Top of TEXT BLOCK
While Victor's true nature had been hinted at throughout the film - his refusal to take his clothes off, even when making love to his frequently naked girlfried, his protestations that 'Frankenstein; was a work of fiction and his name merely coincidental and that Frankenstein wasn't the monster, but rather its creator, not to mention the business of his crushing a mechanical Frankenstein monster toy the other students use to mock him (a prefiguring of his own demise) - it never becomes the plot's main thrust.  Which is a pity, because it is the film's best idea.  But it instead chooses to avoid properly confronting the issue of who is the 'real' Dr Frankenstein on the college campus, in favour of endless footage of student parties and protests - all of which go on far too long, slowing the film's pace down to a crawl.  It doesn't help that, overall, the film is very scrappily made, its low budget all too apparent, with several key exterior scenes staged on pretty obvious interior sets, very variable acting performances, undistinguished camerawork, poor plot development and pacing, with too many long talky scenes dominating the film, despite not actually moving the plot along much.  The most interesting parts of the plot - Victor's revenge and the final revelations - feel rushed and barely developed.  Now, to be entirely fair, the version I saw was seemingly taken from a truly terrible VHS transfer, possibly an off air recording, with multiple tracking problems, which doubtless made the film look, quality wise, far worse than it actually was.  Nevertheless, it is probably significant that Dr Frankenstein on Campus proved to be the first and last feature for its director, Gilbert W Taylor, whose direction, while not actually bad, is pretty dull and uninspired.

While the campus setting was a popular one for youth-orientated films on the late sixties and early seventies (and Dr Frankenstein on Campus was aimed at the drive-in audience, going out on a double bill with Night of the Witches), this film's depiction of the milieu misses the mark completely.  Quite apart from the fact that most of the university's students seem to be in their thirties, it's characterisation of student protests and student activism are laughable.  While, in the real world sixties and seventies student protests invariably focused on contemporary issues like the Vietnam war, race equality, women's liberation and so on, in the film's university, the best thing that the students can seem to find to get angry about is the issue of the increased use of computers!  While, obviously, that served the purposes of the plot, with the professor's sinister secret experiments proving they were right to be worried, it nevertheless renders the depiction of the protestors ridiculous and divorces the film's action from the real world.  (It seems clear that the film's makers were aiming at some kind of 'social relevance' but undermine their efforts with the way in which they depict their fictional student protagonists).  Yet, despite all of these criticisms, Dr Frankenstein on Campus still isn't a complete loss.  Not only does it have that intriguing, never properly developed, underlying concept, but it also boasts an interesting performance from Robin Ward as Victor, making the character suitably creepy, his emotional responses to situations always seeming somewhat off-kilter, as if they are programmed responses rather than genuine emotional displays.  It also has a fair amount of nudity, principally from Victor's girlfriend, (her attraction to him remaining a mystery throughout the film).  Sadly, none of these things are enough to lift the film overall above the average and it isn't hard to see why it has fallen into obscurity rather than becoming a cult classic, (despite having all the ingredients for the latter).
Bottom of TEXT BLOCK
Top of EXCERPTED RECORDS
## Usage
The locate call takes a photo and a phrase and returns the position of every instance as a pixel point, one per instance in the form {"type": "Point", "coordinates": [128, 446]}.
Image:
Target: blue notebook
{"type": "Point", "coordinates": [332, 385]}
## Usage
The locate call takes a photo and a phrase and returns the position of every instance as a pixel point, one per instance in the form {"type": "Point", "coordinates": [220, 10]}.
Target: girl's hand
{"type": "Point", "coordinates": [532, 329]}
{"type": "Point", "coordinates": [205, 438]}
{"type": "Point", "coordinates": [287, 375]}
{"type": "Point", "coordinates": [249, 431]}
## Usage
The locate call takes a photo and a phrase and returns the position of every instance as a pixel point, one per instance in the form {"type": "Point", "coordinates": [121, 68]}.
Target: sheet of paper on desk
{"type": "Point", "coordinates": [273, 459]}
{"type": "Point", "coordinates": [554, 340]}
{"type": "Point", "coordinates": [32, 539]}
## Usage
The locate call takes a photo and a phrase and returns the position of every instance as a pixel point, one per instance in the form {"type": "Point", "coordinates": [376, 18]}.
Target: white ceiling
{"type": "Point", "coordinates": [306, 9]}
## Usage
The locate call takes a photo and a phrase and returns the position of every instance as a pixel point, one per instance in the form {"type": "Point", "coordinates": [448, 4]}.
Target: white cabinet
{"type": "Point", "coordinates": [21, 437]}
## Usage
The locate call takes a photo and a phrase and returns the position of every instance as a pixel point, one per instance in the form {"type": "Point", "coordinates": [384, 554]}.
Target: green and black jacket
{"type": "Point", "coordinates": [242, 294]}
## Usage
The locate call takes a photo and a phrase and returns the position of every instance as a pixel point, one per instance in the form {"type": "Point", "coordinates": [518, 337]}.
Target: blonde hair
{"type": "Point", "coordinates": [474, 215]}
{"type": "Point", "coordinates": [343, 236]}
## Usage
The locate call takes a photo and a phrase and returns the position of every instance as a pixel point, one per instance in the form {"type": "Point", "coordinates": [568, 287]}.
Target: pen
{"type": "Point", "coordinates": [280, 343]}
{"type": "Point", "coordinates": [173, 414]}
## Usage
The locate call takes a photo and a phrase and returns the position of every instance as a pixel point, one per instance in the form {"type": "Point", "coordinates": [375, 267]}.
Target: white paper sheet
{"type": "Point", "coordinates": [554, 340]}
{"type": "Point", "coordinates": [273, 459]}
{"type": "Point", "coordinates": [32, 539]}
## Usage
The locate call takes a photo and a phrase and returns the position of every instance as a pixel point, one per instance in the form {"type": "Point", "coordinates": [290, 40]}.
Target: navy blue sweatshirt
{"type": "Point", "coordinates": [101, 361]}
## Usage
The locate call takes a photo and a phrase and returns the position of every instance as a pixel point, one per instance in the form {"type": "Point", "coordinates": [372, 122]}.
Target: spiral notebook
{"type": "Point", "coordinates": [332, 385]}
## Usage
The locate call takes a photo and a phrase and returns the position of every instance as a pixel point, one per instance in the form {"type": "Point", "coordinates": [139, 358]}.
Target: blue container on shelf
Bottom of EXCERPTED RECORDS
**QUESTIONS:**
1 > According to the review of Dr Frankenstein on Campus, which film shared a double bill with it?
2 > Using the review of Dr Frankenstein on Campus, explain why the reviewer calls the film's depiction of its student protestors ridiculous.

**OUTPUTS FOR THE TASKS:**
1 > Night of the Witches.

2 > Real student protests of the sixties and seventies focused on issues such as the Vietnam war, race equality and women's liberation. The film's students instead get angry about the increased use of computers. This serves the plot but divorces the film's action from the real world.